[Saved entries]
****************

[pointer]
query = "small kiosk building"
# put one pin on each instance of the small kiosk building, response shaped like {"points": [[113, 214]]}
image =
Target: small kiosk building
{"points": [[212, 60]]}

****************

- [Problem to work on]:
Set down the line that contains "# put one pin" exactly. Do the same for each later line of the data, through the end, and add nothing.

- [Solved problem]:
# put one pin on each instance of the small kiosk building, response shaped like {"points": [[113, 214]]}
image =
Target: small kiosk building
{"points": [[212, 60]]}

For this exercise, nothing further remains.